**What the task asks:** In your transcription, keep every record exact and leave out the pictures.
Data for this exercise: Begin
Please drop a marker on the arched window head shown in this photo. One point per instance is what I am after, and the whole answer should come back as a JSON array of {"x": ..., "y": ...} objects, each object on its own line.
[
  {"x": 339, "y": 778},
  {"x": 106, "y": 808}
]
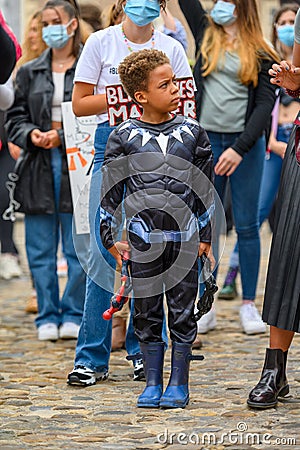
Data for this exercise: End
**Solution:**
Please drop a marker on the arched window head shown in this photo. One point per instance is what I am after, and the whole answer should come back as a JSON array of {"x": ..., "y": ...} objects, each object on its own line.
[
  {"x": 339, "y": 778},
  {"x": 106, "y": 808}
]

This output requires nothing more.